Exercise details
Restate word for word the span that opens with the line containing "hey so in the pic above can you find the cyclist" and closes with the final line of the data; give only those lines.

Data excerpts

+--

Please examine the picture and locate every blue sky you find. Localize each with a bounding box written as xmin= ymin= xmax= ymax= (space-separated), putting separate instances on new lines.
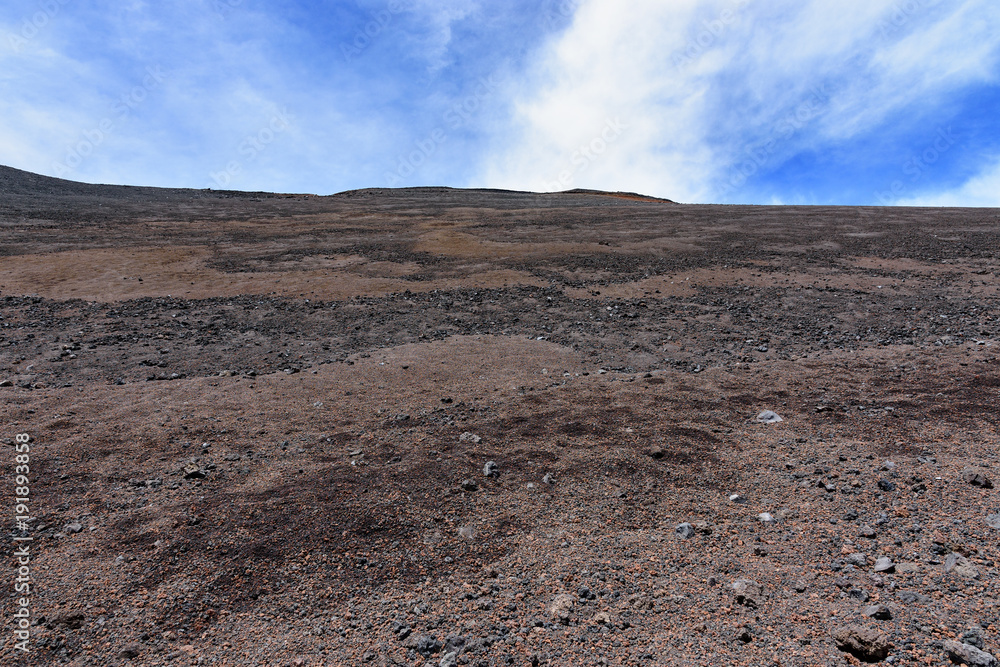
xmin=2 ymin=0 xmax=999 ymax=204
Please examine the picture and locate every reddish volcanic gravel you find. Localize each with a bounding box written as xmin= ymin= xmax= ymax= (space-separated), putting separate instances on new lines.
xmin=1 ymin=165 xmax=999 ymax=666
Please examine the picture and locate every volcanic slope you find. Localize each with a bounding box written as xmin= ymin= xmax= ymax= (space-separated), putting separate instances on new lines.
xmin=1 ymin=164 xmax=999 ymax=666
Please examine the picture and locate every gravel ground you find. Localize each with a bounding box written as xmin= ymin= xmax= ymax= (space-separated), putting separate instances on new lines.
xmin=1 ymin=164 xmax=998 ymax=666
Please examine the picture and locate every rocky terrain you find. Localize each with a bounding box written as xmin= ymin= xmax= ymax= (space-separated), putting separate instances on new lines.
xmin=1 ymin=163 xmax=998 ymax=666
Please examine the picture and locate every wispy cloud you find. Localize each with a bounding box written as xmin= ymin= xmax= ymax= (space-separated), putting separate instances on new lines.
xmin=1 ymin=1 xmax=998 ymax=203
xmin=898 ymin=157 xmax=1000 ymax=206
xmin=481 ymin=0 xmax=1000 ymax=203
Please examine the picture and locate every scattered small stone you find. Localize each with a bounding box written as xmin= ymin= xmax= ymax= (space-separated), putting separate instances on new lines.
xmin=395 ymin=623 xmax=412 ymax=641
xmin=440 ymin=652 xmax=459 ymax=667
xmin=756 ymin=410 xmax=783 ymax=424
xmin=859 ymin=525 xmax=877 ymax=539
xmin=987 ymin=514 xmax=1000 ymax=530
xmin=877 ymin=479 xmax=896 ymax=492
xmin=833 ymin=625 xmax=891 ymax=662
xmin=864 ymin=604 xmax=892 ymax=620
xmin=897 ymin=590 xmax=930 ymax=603
xmin=848 ymin=588 xmax=870 ymax=602
xmin=50 ymin=609 xmax=86 ymax=629
xmin=443 ymin=634 xmax=467 ymax=655
xmin=944 ymin=552 xmax=980 ymax=579
xmin=548 ymin=593 xmax=576 ymax=622
xmin=483 ymin=461 xmax=498 ymax=477
xmin=459 ymin=432 xmax=482 ymax=444
xmin=942 ymin=640 xmax=998 ymax=667
xmin=731 ymin=579 xmax=764 ymax=608
xmin=64 ymin=522 xmax=83 ymax=534
xmin=460 ymin=479 xmax=478 ymax=492
xmin=874 ymin=556 xmax=895 ymax=573
xmin=728 ymin=493 xmax=747 ymax=504
xmin=962 ymin=628 xmax=987 ymax=650
xmin=0 ymin=379 xmax=12 ymax=387
xmin=759 ymin=512 xmax=777 ymax=525
xmin=961 ymin=468 xmax=994 ymax=489
xmin=119 ymin=644 xmax=142 ymax=659
xmin=844 ymin=553 xmax=868 ymax=567
xmin=542 ymin=473 xmax=555 ymax=485
xmin=182 ymin=463 xmax=205 ymax=479
xmin=403 ymin=635 xmax=442 ymax=657
xmin=675 ymin=523 xmax=695 ymax=539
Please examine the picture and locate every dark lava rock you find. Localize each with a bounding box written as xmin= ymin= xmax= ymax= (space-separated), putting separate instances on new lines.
xmin=897 ymin=590 xmax=931 ymax=604
xmin=119 ymin=644 xmax=142 ymax=659
xmin=49 ymin=609 xmax=86 ymax=629
xmin=443 ymin=634 xmax=467 ymax=654
xmin=182 ymin=463 xmax=205 ymax=479
xmin=731 ymin=579 xmax=764 ymax=609
xmin=863 ymin=604 xmax=893 ymax=620
xmin=961 ymin=469 xmax=994 ymax=489
xmin=833 ymin=625 xmax=891 ymax=662
xmin=848 ymin=588 xmax=870 ymax=602
xmin=873 ymin=556 xmax=895 ymax=573
xmin=404 ymin=634 xmax=442 ymax=657
xmin=943 ymin=640 xmax=998 ymax=667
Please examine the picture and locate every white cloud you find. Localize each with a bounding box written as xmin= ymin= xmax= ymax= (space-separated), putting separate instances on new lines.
xmin=481 ymin=0 xmax=1000 ymax=202
xmin=898 ymin=158 xmax=1000 ymax=206
xmin=0 ymin=1 xmax=394 ymax=192
xmin=479 ymin=0 xmax=714 ymax=200
xmin=404 ymin=0 xmax=479 ymax=74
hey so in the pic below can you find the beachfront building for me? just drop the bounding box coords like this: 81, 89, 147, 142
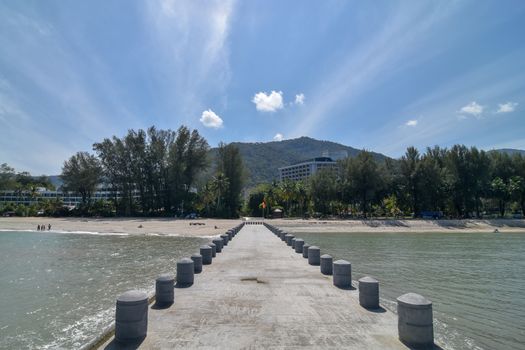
278, 157, 338, 182
0, 186, 134, 207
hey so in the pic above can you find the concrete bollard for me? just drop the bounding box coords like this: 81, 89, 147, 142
295, 239, 304, 253
285, 234, 295, 246
333, 260, 352, 288
212, 238, 223, 252
200, 245, 213, 265
397, 293, 434, 348
359, 276, 379, 309
320, 254, 333, 275
115, 290, 148, 343
308, 246, 321, 265
191, 254, 203, 273
280, 231, 287, 241
209, 242, 217, 257
302, 243, 311, 258
220, 234, 229, 246
176, 258, 194, 286
227, 230, 233, 240
291, 238, 297, 249
155, 274, 174, 306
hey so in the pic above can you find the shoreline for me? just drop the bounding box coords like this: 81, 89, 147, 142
1, 217, 524, 236
271, 218, 525, 234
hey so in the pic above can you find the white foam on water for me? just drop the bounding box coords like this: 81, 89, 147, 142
0, 228, 129, 236
41, 307, 114, 350
0, 229, 36, 232
55, 230, 129, 236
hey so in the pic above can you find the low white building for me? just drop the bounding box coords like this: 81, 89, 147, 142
0, 187, 127, 207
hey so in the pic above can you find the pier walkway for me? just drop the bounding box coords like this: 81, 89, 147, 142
102, 224, 410, 349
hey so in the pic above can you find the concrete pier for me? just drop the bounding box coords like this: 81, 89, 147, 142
212, 238, 223, 253
190, 254, 202, 274
320, 254, 333, 275
308, 246, 321, 265
294, 239, 304, 254
155, 274, 174, 306
397, 293, 434, 348
100, 225, 416, 349
209, 242, 217, 258
200, 245, 213, 265
359, 276, 380, 309
114, 290, 148, 343
176, 258, 194, 286
302, 243, 310, 258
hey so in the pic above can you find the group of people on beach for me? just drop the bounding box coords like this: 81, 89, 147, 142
37, 224, 51, 231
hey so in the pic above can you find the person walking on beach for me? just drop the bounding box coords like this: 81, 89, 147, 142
37, 224, 40, 231
48, 224, 51, 231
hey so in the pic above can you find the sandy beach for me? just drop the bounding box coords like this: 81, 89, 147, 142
271, 218, 525, 234
0, 217, 241, 237
1, 217, 524, 236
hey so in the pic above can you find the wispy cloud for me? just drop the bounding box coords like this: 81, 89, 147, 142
496, 101, 517, 113
252, 90, 284, 112
290, 2, 465, 137
405, 120, 418, 127
199, 109, 223, 128
144, 0, 236, 119
0, 4, 140, 173
370, 53, 525, 156
459, 101, 484, 117
273, 133, 284, 141
294, 93, 305, 105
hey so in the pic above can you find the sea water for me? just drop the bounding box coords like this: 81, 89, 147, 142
298, 231, 525, 350
0, 231, 207, 349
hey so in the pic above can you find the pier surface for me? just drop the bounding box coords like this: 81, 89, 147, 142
101, 225, 409, 349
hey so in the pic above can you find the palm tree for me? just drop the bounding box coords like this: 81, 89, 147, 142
211, 173, 229, 212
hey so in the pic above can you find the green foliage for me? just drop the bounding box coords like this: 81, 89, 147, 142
383, 195, 402, 218
93, 126, 209, 216
308, 168, 339, 215
61, 152, 102, 205
0, 163, 16, 190
341, 151, 384, 217
250, 147, 525, 219
214, 143, 245, 218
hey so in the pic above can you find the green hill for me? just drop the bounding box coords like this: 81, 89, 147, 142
491, 148, 525, 156
208, 136, 388, 187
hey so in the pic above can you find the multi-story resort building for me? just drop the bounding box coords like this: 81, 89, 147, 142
278, 157, 338, 182
0, 187, 125, 207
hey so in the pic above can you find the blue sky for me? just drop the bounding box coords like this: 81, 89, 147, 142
1, 0, 524, 175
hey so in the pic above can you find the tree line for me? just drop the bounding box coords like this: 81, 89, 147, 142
3, 139, 525, 219
0, 163, 59, 216
1, 125, 245, 218
247, 146, 525, 219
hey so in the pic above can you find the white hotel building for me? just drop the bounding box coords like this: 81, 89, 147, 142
278, 157, 338, 182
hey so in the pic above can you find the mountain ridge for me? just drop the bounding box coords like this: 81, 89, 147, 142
209, 136, 388, 187
46, 139, 525, 189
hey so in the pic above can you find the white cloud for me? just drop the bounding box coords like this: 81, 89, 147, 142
295, 93, 305, 105
459, 101, 483, 117
406, 119, 418, 127
497, 102, 518, 113
273, 133, 284, 141
252, 90, 284, 112
145, 1, 236, 119
199, 109, 223, 128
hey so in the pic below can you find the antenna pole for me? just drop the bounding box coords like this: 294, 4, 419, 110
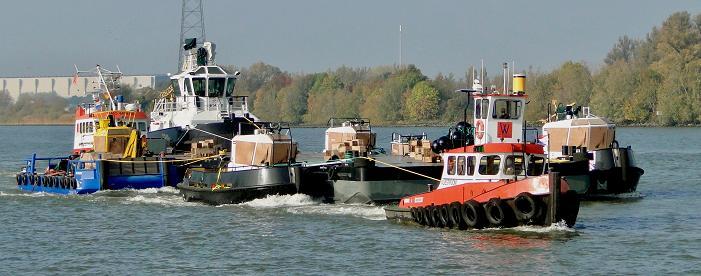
480, 59, 484, 93
503, 62, 508, 94
178, 0, 206, 71
399, 24, 402, 68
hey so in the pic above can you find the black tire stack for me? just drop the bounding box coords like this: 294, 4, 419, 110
409, 193, 544, 230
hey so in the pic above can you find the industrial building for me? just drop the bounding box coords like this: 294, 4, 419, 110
0, 75, 155, 101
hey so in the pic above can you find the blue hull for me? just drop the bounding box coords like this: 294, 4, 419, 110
17, 154, 185, 195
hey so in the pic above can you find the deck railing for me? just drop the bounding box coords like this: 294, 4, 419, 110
152, 96, 249, 115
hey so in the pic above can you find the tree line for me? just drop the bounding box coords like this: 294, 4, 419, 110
1, 11, 700, 126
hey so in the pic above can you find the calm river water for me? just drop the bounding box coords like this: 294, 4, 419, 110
0, 126, 699, 275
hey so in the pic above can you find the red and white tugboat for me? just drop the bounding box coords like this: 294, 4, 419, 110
72, 65, 149, 154
385, 67, 580, 229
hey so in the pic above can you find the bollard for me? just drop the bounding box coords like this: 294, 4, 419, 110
547, 171, 561, 225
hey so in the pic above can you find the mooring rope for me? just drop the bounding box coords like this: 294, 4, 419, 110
354, 156, 441, 182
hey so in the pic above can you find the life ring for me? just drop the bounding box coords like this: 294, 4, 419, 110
448, 201, 464, 229
438, 205, 451, 228
485, 198, 514, 226
513, 192, 540, 222
475, 120, 485, 140
461, 200, 485, 228
431, 206, 444, 227
422, 207, 434, 227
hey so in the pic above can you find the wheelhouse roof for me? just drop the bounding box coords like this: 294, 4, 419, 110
444, 142, 544, 155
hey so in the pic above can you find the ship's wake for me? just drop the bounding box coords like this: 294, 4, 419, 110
240, 194, 387, 221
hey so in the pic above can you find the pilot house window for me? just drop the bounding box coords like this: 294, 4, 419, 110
481, 99, 489, 119
478, 155, 501, 175
503, 155, 524, 175
208, 78, 225, 97
457, 156, 465, 175
466, 156, 475, 175
492, 99, 522, 119
171, 80, 180, 96
225, 78, 236, 97
447, 156, 456, 175
192, 78, 206, 97
527, 156, 546, 176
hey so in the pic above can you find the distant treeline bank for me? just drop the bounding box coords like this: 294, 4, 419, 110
1, 11, 700, 126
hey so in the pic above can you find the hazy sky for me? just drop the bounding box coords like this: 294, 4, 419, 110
0, 0, 699, 78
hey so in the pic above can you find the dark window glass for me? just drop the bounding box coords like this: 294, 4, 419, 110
171, 79, 181, 95
457, 156, 466, 175
192, 78, 206, 97
466, 156, 475, 175
475, 99, 481, 119
492, 99, 522, 119
504, 155, 525, 175
208, 78, 225, 97
527, 156, 546, 176
225, 78, 236, 97
478, 155, 501, 175
447, 156, 456, 175
481, 99, 489, 119
185, 78, 193, 94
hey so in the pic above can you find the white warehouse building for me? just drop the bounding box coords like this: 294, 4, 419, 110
0, 75, 155, 101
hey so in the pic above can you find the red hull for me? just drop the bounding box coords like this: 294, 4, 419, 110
399, 175, 570, 208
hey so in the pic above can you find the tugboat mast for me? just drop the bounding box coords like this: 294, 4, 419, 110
178, 0, 206, 71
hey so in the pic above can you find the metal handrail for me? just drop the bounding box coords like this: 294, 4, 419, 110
152, 96, 249, 114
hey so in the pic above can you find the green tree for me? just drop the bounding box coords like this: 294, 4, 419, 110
550, 61, 593, 106
604, 36, 638, 65
404, 81, 440, 121
651, 11, 701, 125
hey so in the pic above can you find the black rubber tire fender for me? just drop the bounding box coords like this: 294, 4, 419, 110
422, 206, 434, 227
71, 178, 78, 189
410, 207, 420, 223
513, 192, 540, 222
431, 206, 444, 228
16, 174, 23, 185
461, 200, 485, 229
438, 205, 451, 228
415, 207, 424, 225
448, 201, 464, 229
485, 198, 513, 226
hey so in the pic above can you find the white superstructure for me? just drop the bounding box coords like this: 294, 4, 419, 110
149, 40, 258, 133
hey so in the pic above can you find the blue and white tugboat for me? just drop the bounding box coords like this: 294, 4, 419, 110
15, 65, 185, 194
148, 39, 260, 152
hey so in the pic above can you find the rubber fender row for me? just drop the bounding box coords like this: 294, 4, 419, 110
409, 192, 543, 229
16, 173, 78, 190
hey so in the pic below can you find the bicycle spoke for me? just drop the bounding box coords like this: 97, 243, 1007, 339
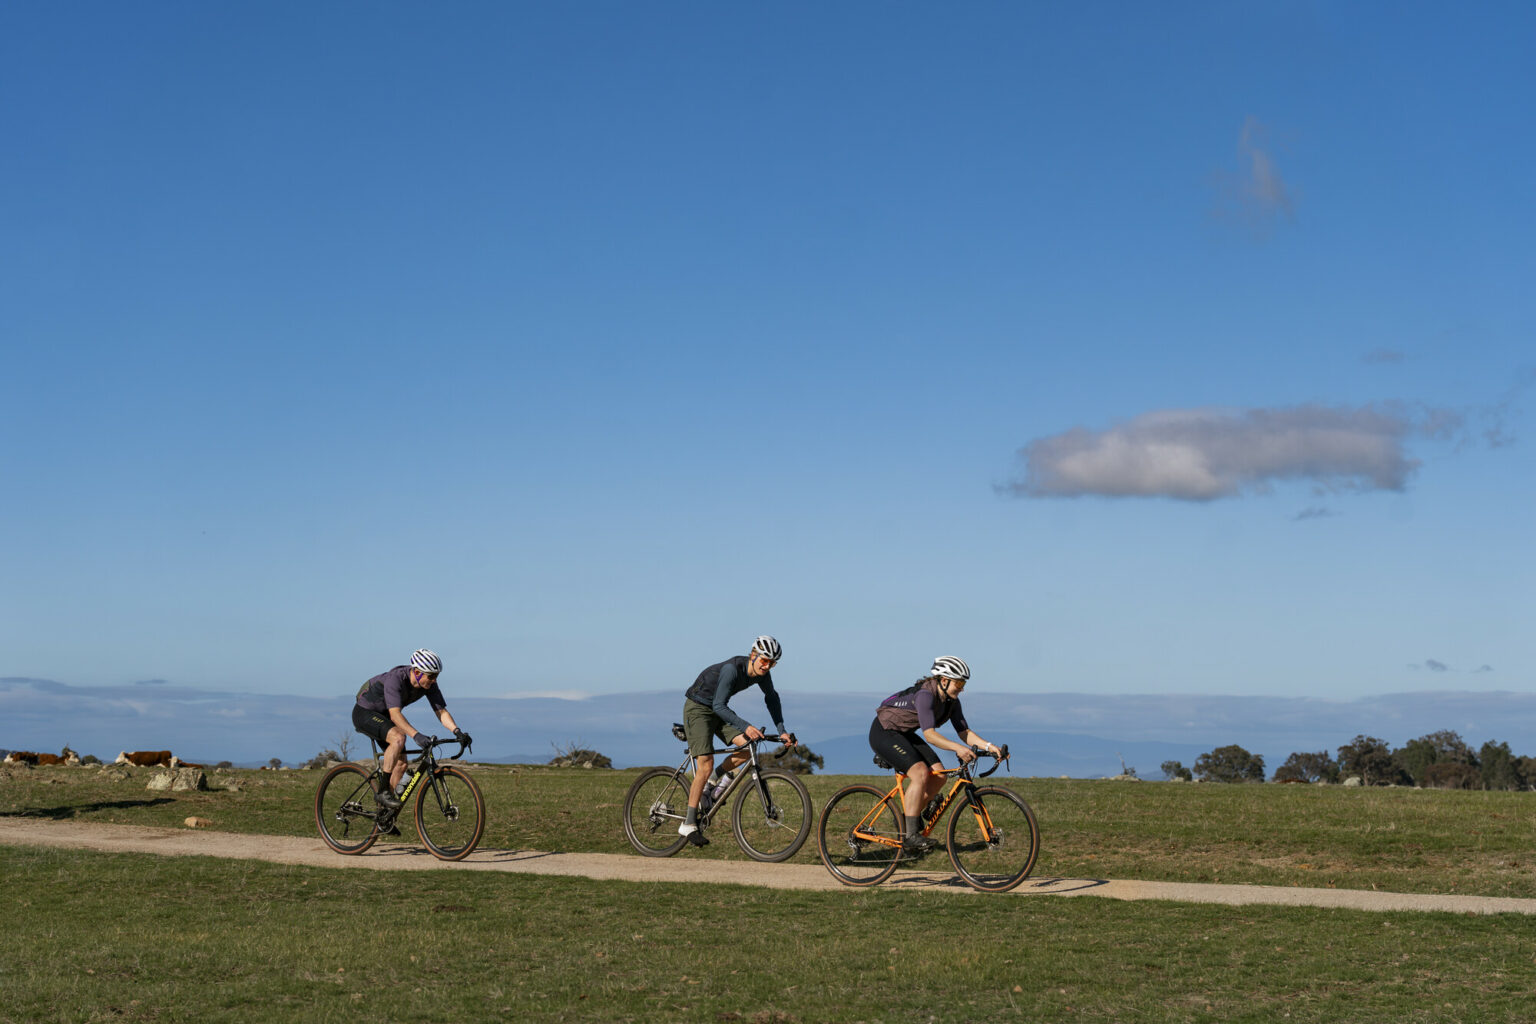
315, 763, 382, 855
622, 768, 692, 857
416, 765, 485, 861
946, 786, 1040, 892
816, 784, 902, 886
731, 770, 811, 862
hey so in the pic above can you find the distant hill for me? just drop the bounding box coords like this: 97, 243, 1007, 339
6, 676, 1536, 777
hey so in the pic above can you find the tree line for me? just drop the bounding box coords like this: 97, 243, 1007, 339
1159, 730, 1536, 788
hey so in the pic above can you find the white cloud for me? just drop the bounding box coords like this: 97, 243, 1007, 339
1003, 403, 1454, 501
1213, 116, 1295, 234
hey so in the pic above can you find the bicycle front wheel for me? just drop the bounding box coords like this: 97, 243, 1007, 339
731, 768, 812, 862
622, 767, 691, 857
415, 765, 486, 861
315, 762, 382, 855
816, 784, 902, 886
946, 785, 1040, 892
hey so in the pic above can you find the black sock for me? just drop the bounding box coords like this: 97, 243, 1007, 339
906, 814, 920, 836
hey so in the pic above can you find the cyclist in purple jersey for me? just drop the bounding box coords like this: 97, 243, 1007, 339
870, 655, 1003, 853
353, 649, 471, 810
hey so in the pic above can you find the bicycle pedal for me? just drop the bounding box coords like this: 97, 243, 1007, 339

+--

Output for this exercise
hey so in the pic above can you find the cyclist in purple jersey for me? just drop the bounding box coords like this: 97, 243, 1007, 339
870, 655, 1003, 853
353, 649, 471, 810
hey so in the pic above can you find the bicycle pedal for me? just drop the bounding box coords like this: 97, 243, 1007, 339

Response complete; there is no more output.